Dataset:
--- start ---
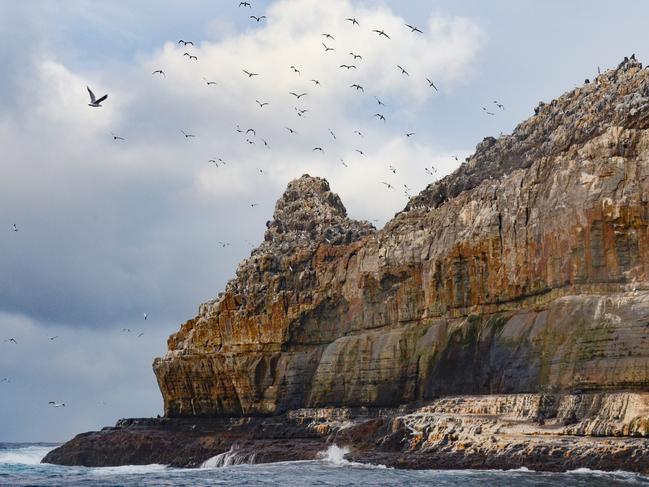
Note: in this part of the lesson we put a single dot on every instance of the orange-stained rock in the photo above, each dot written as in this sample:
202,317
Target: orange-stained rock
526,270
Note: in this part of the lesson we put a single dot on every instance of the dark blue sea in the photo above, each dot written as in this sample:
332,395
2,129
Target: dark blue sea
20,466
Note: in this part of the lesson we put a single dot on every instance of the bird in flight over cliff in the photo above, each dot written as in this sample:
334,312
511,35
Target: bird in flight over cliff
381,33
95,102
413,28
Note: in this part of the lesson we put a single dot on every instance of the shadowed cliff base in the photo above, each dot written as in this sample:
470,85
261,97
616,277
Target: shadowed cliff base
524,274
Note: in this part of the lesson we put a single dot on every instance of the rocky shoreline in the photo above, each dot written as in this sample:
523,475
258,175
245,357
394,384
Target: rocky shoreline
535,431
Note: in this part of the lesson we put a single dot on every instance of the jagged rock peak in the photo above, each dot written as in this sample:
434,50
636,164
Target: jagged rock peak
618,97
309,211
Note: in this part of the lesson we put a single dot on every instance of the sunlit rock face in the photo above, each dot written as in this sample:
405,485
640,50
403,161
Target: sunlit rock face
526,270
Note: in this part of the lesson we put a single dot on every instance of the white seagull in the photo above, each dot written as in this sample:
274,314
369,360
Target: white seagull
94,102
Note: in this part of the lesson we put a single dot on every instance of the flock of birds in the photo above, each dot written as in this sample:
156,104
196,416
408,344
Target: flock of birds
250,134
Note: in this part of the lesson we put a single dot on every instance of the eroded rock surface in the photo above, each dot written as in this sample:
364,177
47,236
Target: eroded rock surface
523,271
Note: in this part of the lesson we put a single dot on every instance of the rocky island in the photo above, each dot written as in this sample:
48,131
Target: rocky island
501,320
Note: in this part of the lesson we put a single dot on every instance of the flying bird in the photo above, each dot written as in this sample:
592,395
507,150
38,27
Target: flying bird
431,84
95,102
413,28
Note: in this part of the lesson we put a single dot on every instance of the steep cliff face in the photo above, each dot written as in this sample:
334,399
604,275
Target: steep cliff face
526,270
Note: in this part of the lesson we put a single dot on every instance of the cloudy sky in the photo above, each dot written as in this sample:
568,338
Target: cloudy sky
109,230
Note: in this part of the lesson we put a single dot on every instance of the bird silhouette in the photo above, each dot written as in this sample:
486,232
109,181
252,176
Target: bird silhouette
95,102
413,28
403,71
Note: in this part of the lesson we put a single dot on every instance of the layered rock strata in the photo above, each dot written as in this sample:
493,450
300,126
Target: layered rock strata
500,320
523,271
--- end ---
What is needed: Arrange the stretch from the line containing "of the layered" through the last line above as a JSON list of strings, one string per line, with blank lines left out.

Task solution:
[
  "Note: in this part of the lesson we put a single dot on every instance of the layered rock strata in the photo above, each dot written as in this sample:",
  "493,450",
  "300,126",
  "Target: layered rock strata",
  "500,320",
  "523,271"
]